══ Records for the exercise ══
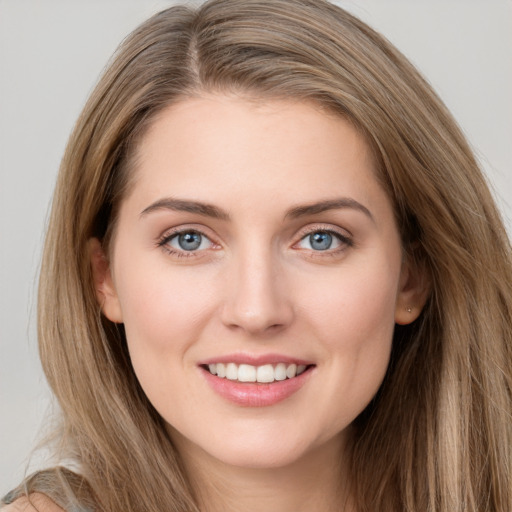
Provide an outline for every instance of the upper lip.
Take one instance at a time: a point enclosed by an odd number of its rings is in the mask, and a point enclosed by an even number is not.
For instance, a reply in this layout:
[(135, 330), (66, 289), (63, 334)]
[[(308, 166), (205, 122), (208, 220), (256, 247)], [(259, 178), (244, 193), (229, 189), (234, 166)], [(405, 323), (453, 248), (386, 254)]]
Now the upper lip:
[(235, 363), (235, 364), (250, 364), (252, 366), (263, 366), (264, 364), (296, 364), (309, 366), (314, 364), (312, 361), (307, 359), (301, 359), (298, 357), (287, 356), (284, 354), (226, 354), (222, 356), (211, 357), (200, 361), (199, 366), (216, 364), (216, 363)]

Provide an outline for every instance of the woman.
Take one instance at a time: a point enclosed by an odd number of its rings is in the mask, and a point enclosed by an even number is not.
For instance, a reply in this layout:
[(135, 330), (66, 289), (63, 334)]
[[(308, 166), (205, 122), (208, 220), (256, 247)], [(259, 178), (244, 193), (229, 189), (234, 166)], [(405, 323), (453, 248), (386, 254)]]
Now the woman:
[(6, 501), (508, 511), (511, 272), (460, 130), (378, 34), (321, 1), (164, 11), (55, 193), (39, 340), (76, 471)]

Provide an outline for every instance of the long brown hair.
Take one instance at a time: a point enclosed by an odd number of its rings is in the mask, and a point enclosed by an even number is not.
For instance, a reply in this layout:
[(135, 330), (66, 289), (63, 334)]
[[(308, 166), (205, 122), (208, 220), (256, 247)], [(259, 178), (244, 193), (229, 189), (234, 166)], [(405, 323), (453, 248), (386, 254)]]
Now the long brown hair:
[[(39, 343), (62, 410), (62, 457), (32, 477), (66, 506), (197, 511), (163, 420), (100, 313), (88, 240), (105, 243), (155, 115), (202, 92), (317, 102), (350, 119), (379, 162), (404, 250), (431, 296), (397, 326), (379, 393), (355, 421), (358, 512), (512, 510), (512, 262), (485, 179), (414, 67), (323, 0), (212, 0), (167, 9), (121, 45), (64, 155), (46, 238)], [(67, 482), (67, 484), (65, 484)]]

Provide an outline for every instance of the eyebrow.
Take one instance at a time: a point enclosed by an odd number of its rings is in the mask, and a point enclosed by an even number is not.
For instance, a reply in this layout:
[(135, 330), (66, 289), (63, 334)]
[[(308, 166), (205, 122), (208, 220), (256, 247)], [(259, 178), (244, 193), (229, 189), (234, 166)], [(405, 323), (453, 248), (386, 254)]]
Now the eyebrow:
[[(307, 205), (295, 206), (286, 212), (284, 218), (298, 219), (307, 215), (316, 215), (329, 210), (339, 210), (345, 208), (360, 211), (372, 221), (375, 221), (373, 215), (371, 214), (370, 210), (366, 208), (366, 206), (349, 197), (328, 199)], [(149, 213), (158, 210), (173, 210), (178, 212), (196, 213), (198, 215), (204, 215), (205, 217), (212, 217), (214, 219), (220, 220), (229, 220), (230, 218), (226, 211), (212, 204), (185, 199), (176, 199), (172, 197), (165, 197), (155, 201), (147, 208), (144, 208), (144, 210), (142, 210), (140, 213), (140, 216), (144, 217)]]
[(288, 210), (288, 212), (285, 215), (285, 218), (297, 219), (299, 217), (304, 217), (306, 215), (316, 215), (318, 213), (323, 213), (329, 210), (338, 210), (345, 208), (360, 211), (375, 222), (372, 213), (370, 212), (370, 210), (368, 210), (368, 208), (366, 208), (366, 206), (357, 202), (355, 199), (351, 199), (349, 197), (328, 199), (326, 201), (320, 201), (317, 203), (312, 203), (304, 206), (296, 206), (295, 208)]
[(175, 199), (172, 197), (165, 197), (150, 204), (144, 208), (140, 213), (144, 217), (148, 213), (158, 210), (174, 210), (177, 212), (189, 212), (204, 215), (206, 217), (213, 217), (214, 219), (229, 220), (229, 214), (216, 206), (208, 203), (201, 203), (198, 201), (187, 201), (183, 199)]

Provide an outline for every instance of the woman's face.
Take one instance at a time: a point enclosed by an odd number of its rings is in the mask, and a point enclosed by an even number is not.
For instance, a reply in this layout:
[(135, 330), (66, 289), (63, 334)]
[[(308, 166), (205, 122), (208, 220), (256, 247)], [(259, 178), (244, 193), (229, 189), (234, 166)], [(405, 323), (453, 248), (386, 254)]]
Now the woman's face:
[(206, 96), (161, 113), (134, 172), (97, 288), (180, 449), (275, 467), (342, 446), (416, 317), (364, 139), (312, 104)]

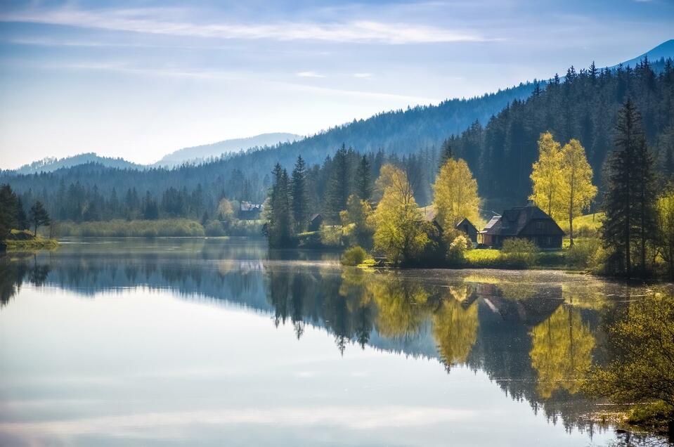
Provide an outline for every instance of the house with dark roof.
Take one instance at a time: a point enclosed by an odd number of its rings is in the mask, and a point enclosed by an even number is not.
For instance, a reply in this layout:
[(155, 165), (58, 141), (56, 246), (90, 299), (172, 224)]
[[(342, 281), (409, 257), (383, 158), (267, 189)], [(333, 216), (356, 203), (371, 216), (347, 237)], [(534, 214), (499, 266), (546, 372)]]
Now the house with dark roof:
[[(424, 220), (427, 222), (432, 224), (437, 229), (440, 235), (442, 235), (443, 228), (440, 225), (440, 223), (436, 219), (437, 213), (435, 211), (435, 209), (433, 207), (426, 207), (423, 209), (423, 215)], [(477, 242), (477, 228), (473, 225), (472, 222), (468, 220), (467, 218), (464, 217), (461, 219), (456, 225), (454, 226), (454, 228), (457, 230), (462, 231), (463, 233), (467, 235), (468, 238), (473, 242)]]
[(477, 242), (477, 228), (473, 225), (473, 223), (464, 217), (454, 227), (460, 231), (463, 231), (468, 236), (472, 242)]
[(479, 232), (480, 243), (500, 247), (508, 238), (528, 239), (540, 248), (562, 248), (564, 231), (538, 207), (529, 205), (494, 216)]
[(260, 218), (264, 205), (258, 203), (242, 201), (239, 207), (239, 219), (245, 221), (254, 221)]
[(309, 216), (309, 221), (307, 230), (309, 231), (318, 231), (320, 229), (320, 225), (323, 223), (323, 216), (316, 213)]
═══
(Description of the task) Rescale the data from the line holding "Provide an outline for every instance of the house" through the end of the data, inclusive, by writing out every line again with the requests and their sample layouts unchanged. In the answer outlines only, multiply each coordinate by 1.45 and round it to a whole number, with halves rounded up.

(Response)
Provide an outline for every instance of the house with dark roof.
Take one instance at a time: a point enclosed by an odd number of its rings is in the mask, and a point enclosed by an even number is not.
For instance, a reply in this layout:
[(155, 165), (58, 141), (56, 246), (90, 299), (172, 224)]
[[(342, 281), (409, 257), (383, 158), (267, 189)], [(333, 216), (356, 203), (371, 216), (347, 237)], [(534, 214), (499, 266), (546, 372)]]
Now the house with dark roof:
[[(615, 319), (619, 322), (626, 325), (634, 332), (638, 341), (641, 341), (642, 331), (638, 326), (638, 323), (632, 318), (634, 309), (631, 306), (631, 303), (628, 300), (618, 300), (613, 303), (613, 312)], [(692, 351), (692, 331), (686, 326), (684, 322), (679, 319), (677, 316), (673, 315), (668, 318), (661, 326), (658, 328), (658, 331), (663, 334), (670, 335), (671, 338), (677, 341), (679, 345), (686, 351)]]
[(692, 351), (692, 331), (686, 326), (686, 323), (673, 315), (658, 329), (667, 335), (671, 335), (679, 342), (684, 351)]
[(695, 336), (696, 352), (725, 358), (737, 345), (766, 347), (783, 360), (815, 360), (818, 335), (780, 300), (767, 297), (716, 313)]
[(377, 316), (383, 297), (374, 294), (351, 291), (347, 300), (347, 318), (355, 320), (368, 320)]
[(448, 313), (448, 320), (445, 334), (448, 335), (461, 335), (464, 332), (464, 326), (468, 323), (468, 313), (458, 309)]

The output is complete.